TEXT EXCERPT -
Then, as they were afraid and bowed their faces to the earth, they said to them, Why do you seek the living among the dead? He's not here, but is risen. Remember how He spoke to you when He was still in Galilee, saying, The Son of Man must be delivered into the hands of sinful men, and be crucified, and the third day rise again. And they remembered His words. Light bulbs began to go off. That's exactly what He said. Here we are on Sunday morning. He's already risen.

When was He resurrected? Now, we've talked about before, and if anyone wants to get together and talk about this or anything by phone, we know that days of the week in that crucifixion week correspond exactly to the days of the week that we're in this year. Passover, and this is documented by the naval calendar that goes back to 31 A.D. that shows the weeks of that 31 A.D. perfectly aligned with what we are today. Passover, the 14th of Ava, would have began on a Tuesday evening. By the end of that Wednesday, as the 14th was ending, Jesus Christ was laid into the tomb.

DATASET EXCERPTS -
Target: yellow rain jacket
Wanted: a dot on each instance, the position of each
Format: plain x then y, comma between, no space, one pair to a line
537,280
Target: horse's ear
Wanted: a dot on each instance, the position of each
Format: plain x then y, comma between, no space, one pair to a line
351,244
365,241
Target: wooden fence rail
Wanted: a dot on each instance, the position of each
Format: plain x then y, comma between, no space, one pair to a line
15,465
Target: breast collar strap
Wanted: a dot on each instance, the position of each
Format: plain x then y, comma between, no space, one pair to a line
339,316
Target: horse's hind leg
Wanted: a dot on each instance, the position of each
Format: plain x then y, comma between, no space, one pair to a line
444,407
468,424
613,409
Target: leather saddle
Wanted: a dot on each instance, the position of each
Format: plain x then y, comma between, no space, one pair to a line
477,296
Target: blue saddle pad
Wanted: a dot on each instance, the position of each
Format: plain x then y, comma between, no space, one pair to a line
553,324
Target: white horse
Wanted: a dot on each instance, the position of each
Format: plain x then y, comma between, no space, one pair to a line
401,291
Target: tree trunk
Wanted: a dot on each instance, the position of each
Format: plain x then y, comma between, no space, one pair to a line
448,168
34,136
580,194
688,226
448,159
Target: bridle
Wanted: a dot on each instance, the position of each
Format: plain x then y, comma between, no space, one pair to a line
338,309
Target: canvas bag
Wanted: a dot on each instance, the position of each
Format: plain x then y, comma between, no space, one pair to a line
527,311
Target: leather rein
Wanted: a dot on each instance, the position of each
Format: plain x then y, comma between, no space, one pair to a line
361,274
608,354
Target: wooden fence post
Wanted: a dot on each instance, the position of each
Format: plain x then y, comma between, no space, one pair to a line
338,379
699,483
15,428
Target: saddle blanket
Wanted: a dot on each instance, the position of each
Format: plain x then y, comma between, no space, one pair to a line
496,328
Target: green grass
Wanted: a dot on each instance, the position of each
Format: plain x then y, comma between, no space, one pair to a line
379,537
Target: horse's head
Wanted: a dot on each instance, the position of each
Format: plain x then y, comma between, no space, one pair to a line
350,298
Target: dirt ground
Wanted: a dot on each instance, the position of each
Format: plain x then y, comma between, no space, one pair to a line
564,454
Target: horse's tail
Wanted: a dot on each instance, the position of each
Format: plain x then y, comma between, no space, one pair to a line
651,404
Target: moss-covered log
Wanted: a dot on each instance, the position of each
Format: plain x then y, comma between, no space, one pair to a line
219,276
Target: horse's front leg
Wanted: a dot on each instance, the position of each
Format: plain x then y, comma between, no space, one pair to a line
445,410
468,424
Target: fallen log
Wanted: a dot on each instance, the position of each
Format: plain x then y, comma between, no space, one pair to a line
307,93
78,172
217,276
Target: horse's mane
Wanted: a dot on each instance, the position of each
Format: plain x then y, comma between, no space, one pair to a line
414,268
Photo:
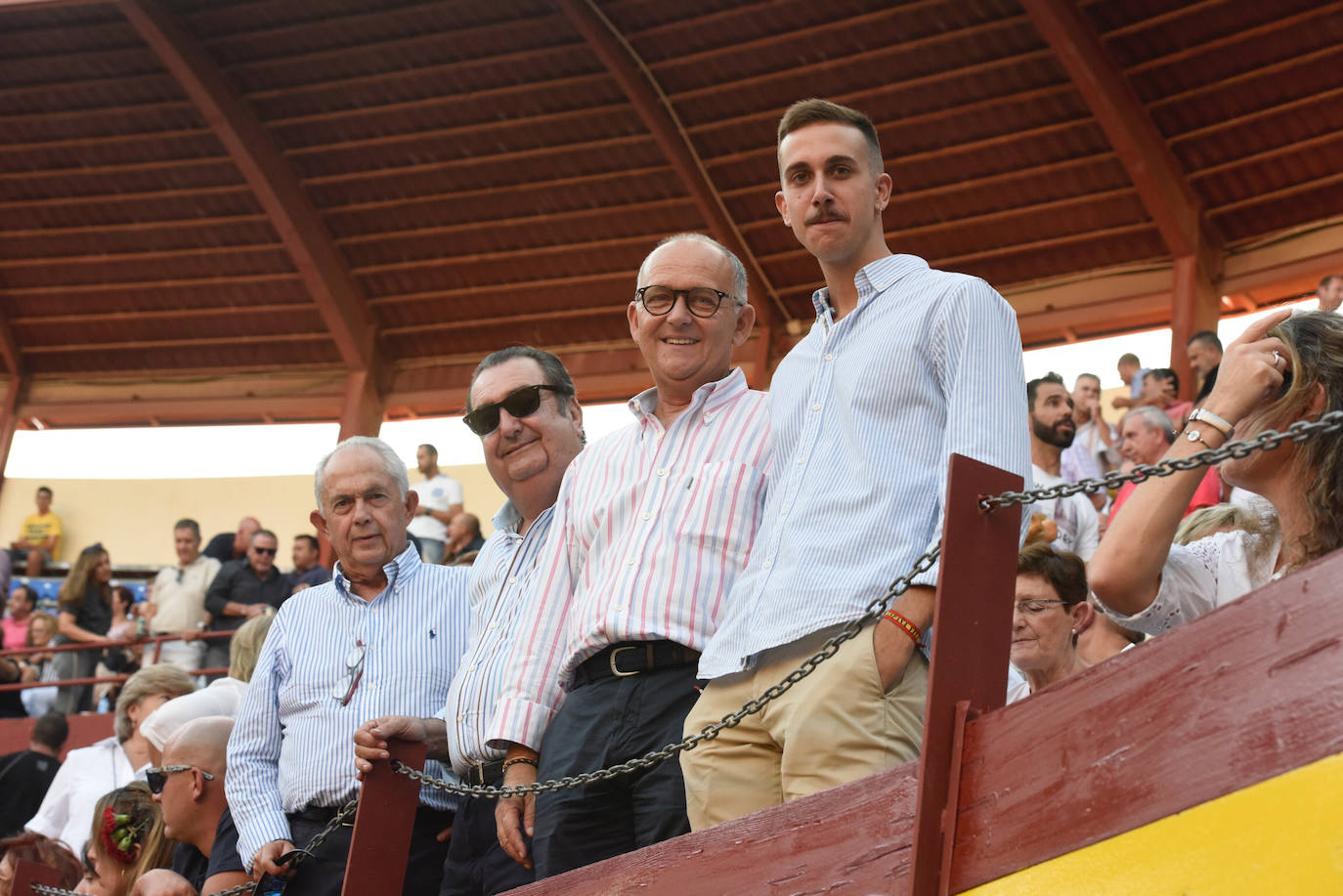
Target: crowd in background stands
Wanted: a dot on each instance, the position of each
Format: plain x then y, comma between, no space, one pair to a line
695,547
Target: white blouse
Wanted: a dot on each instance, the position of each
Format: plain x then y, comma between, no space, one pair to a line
85,775
1203,576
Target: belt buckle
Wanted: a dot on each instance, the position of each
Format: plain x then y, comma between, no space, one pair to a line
614,669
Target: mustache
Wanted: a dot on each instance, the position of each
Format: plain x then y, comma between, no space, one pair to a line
823,214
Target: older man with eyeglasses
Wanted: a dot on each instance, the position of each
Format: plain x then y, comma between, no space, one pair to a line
652,526
383,637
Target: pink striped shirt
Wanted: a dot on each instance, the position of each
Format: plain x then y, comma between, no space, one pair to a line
650,530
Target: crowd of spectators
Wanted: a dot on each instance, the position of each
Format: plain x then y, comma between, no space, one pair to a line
654,580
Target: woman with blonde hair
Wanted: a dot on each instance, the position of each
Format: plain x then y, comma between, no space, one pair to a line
85,617
221,698
108,763
125,841
1284,368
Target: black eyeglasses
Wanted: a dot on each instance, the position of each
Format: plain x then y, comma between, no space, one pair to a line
158,777
701,301
521,402
344,689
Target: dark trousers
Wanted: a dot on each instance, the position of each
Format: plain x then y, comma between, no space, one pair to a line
324,872
600,724
477,866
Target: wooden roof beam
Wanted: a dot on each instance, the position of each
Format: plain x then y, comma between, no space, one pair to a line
658,115
268,174
1141,147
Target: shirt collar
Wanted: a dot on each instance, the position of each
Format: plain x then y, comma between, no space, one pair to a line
405,566
711,395
872,279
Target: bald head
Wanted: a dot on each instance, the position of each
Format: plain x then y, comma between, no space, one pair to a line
201,743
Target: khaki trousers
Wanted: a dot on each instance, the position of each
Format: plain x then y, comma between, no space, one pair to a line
833,727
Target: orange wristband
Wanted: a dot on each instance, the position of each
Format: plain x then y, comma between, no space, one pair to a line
904,624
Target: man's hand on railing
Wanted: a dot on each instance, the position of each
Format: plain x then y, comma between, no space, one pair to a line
517,814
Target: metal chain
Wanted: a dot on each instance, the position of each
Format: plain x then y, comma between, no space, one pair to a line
1267,441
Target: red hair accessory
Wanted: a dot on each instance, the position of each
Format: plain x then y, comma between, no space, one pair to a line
118,835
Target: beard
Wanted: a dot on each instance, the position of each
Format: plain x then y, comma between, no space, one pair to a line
1059,434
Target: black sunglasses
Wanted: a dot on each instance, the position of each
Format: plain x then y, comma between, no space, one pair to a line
521,402
156,778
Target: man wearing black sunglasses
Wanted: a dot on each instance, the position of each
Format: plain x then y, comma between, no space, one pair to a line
243,590
652,526
523,405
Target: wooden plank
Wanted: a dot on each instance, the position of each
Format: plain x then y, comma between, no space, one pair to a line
383,824
847,839
972,627
268,174
1142,148
1232,699
660,117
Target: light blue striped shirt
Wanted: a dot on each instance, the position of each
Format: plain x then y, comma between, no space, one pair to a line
293,743
501,579
865,412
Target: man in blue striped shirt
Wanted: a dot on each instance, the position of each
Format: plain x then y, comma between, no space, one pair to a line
903,367
383,637
523,405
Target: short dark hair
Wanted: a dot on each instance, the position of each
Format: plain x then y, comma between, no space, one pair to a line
1166,373
186,523
29,594
1065,573
51,731
1031,387
552,371
1207,337
812,111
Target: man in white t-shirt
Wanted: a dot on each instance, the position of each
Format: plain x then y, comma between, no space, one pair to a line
439,501
1052,430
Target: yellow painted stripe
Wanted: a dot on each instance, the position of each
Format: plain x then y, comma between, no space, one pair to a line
1282,835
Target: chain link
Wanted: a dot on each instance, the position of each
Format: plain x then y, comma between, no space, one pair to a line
1267,441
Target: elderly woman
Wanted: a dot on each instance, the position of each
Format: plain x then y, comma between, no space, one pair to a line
1051,612
125,841
1284,368
67,807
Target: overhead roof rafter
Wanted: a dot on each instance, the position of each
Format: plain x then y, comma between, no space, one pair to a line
269,176
656,110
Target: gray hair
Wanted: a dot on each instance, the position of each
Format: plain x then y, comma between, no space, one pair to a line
739,272
395,466
1155,419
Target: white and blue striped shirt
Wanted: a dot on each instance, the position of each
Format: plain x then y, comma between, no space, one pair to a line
291,745
652,528
501,577
865,414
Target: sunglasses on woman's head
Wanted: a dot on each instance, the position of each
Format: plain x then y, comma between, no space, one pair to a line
520,402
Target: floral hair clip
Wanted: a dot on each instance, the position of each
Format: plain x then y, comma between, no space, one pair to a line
118,835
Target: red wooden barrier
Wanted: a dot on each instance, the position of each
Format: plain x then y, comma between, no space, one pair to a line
972,638
383,824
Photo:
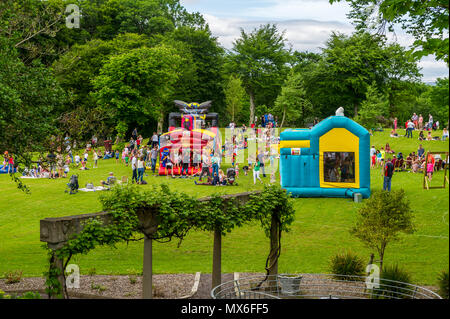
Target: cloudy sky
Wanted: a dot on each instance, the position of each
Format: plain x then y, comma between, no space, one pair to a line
307,23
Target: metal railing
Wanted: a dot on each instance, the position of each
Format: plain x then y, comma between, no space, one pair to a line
318,286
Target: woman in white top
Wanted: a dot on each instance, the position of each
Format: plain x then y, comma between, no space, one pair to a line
95,159
141,169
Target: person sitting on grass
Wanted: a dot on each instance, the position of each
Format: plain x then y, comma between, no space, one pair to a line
415,167
169,165
111,180
421,136
445,134
222,178
394,133
430,167
421,152
83,166
409,161
216,180
388,149
208,183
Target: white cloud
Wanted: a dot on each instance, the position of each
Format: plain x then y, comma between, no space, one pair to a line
308,24
319,10
303,35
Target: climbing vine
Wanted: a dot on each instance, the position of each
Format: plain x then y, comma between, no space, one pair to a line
175,214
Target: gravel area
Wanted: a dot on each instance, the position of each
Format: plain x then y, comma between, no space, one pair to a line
176,286
123,287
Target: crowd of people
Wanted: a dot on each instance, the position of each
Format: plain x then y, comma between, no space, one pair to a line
417,123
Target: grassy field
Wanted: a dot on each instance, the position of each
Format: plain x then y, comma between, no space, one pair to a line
320,230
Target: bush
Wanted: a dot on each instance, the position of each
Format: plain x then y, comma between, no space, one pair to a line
348,264
394,284
13,277
443,284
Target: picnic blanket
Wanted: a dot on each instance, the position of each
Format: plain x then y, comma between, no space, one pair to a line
98,188
32,177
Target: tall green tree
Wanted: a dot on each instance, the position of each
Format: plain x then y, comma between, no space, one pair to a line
259,58
349,65
293,104
373,108
135,86
234,94
381,219
30,101
426,21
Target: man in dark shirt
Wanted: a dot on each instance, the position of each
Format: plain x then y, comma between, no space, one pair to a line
388,172
421,152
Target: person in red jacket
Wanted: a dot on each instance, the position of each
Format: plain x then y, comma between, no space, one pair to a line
388,172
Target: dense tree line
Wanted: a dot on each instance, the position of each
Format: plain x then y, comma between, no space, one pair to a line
129,59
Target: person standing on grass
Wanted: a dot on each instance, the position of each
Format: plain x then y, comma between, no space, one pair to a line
261,160
410,129
141,169
186,158
117,156
388,172
95,159
215,164
77,159
430,166
206,164
421,152
155,140
256,169
420,122
154,157
134,168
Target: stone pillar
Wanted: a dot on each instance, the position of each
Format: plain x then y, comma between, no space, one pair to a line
217,259
147,281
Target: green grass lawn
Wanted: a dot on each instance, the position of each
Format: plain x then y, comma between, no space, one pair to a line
320,230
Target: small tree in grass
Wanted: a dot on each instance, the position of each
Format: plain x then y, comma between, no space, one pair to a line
382,218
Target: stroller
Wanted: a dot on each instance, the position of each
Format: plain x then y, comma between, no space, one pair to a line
73,185
231,177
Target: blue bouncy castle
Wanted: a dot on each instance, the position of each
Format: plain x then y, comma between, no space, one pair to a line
330,160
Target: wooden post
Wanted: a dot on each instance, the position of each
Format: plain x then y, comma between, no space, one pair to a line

TO BE DONE -
(1) Could you update the rows, from the line holding "Target: stroller" through the last row, inclusive, so that "bouncy castle" becomes "inflatable castle" and nothing else changes?
(2) Can you take the passage on Christ's resurrection further, picking up right after its final sentence?

ANSWERS TO THE EXERCISE -
(1)
Target: stroller
Wanted: a dot on each instance, the position of each
Format: plain x then y, comma between, no space, one pair to a line
73,185
231,177
Target: blue inflatable castle
Wanted: a dot on each instance, the position of each
Format: plain x then y, comma between, no space, one pair to a line
330,160
Target: wooden post
Wanted: a dot on each instance, the position of each
Format: plain x then y, comma between, no space, one pair to a line

(2)
So, Wednesday night, Thursday night, or Wednesday night, Thursday day, I'll do two fingers, the Holy Day, He was laying in the tomb one day and one night. Thursday night, and Friday the preparation day, when the women were preparing all those spices to bring to Him, to take care of Him on Sunday, He was laying in the tomb. Friday night, the Sabbath, He was in the tomb.

No one was visiting the tomb at that time. Saturday day, He was laying in the tomb all during the Sabbath. Three days and three nights from the time that He was first laid in that tomb. Now, think about, from what we've already learned, what were the priests doing near the end of sunset on that Sabbath that Jesus Christ was in the tomb?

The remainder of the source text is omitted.